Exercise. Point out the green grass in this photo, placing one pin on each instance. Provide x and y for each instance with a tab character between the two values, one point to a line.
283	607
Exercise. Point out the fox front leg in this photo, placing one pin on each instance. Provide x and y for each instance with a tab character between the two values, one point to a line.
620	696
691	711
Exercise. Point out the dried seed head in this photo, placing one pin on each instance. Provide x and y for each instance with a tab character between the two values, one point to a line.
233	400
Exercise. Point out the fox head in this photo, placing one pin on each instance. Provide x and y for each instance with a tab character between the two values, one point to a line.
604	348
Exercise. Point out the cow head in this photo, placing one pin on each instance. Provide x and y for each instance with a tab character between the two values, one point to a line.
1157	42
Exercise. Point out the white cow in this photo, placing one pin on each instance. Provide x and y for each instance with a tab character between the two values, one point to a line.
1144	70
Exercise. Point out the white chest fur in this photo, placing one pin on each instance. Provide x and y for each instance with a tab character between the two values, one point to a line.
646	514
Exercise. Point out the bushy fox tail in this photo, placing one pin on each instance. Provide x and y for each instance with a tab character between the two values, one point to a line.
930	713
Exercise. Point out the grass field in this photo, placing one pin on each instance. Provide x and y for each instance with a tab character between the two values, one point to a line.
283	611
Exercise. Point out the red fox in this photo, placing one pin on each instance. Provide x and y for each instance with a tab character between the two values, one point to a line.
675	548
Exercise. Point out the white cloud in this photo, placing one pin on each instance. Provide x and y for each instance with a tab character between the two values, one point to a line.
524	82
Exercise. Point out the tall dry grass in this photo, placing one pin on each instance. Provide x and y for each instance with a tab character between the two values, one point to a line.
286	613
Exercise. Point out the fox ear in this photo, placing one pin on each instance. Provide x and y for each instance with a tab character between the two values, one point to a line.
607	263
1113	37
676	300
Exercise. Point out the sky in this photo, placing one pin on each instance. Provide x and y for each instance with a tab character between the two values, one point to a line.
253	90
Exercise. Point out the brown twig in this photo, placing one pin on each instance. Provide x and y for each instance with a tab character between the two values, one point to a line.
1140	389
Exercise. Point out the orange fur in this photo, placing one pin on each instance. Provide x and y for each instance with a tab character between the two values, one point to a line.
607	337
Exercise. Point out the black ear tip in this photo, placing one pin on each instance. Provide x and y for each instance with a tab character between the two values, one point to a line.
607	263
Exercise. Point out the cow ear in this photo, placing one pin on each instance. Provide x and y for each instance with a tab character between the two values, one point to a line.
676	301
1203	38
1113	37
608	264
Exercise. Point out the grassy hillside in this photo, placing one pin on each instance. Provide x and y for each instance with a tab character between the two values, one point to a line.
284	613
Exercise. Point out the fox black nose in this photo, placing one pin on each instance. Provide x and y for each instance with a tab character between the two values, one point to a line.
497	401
________________
WORK TO BE COMPLETED - Quote, without alteration, the final stretch of the entries: the line with "Exercise. Point out the sky" onward to the last line.

OUTPUT OF THE TASK -
Exercise. Point out the sky in this photo, placing one pin on each instance. Provide x and y for each instance with a tab character between the two values, one point to a line.
253	90
Exercise. Point out the brown twig in this photo, placing one pin on each instance. Provide x and y for each instance with a tab character between the two values, one point to a line.
1140	389
Exercise. Point out the orange fur in this photo, placing one pin on each instance. Provide x and y for each instance with a tab character between the two values, one point to a line.
607	337
Exercise. Point out the black ear tip in this photo, placing one pin on each instance. Provide x and y for each instance with a tab character between the two values, one point to a line.
607	263
Exercise. Point out the cow ear in this photo, placing one pin on each instance. Provide x and y for each instance with a tab character between the two values, one point to a line.
676	301
1203	38
1113	37
608	264
Exercise. Point out the grassy hillside in this photo, placing one pin on each instance. Provide x and y for each instance with a tab character between the two values, one point to a line.
284	613
Exercise. Point out the fox black nose in this photo, placing one pin on each instance. Provide x and y for each instance with a tab character between the two values, one point to a line.
497	401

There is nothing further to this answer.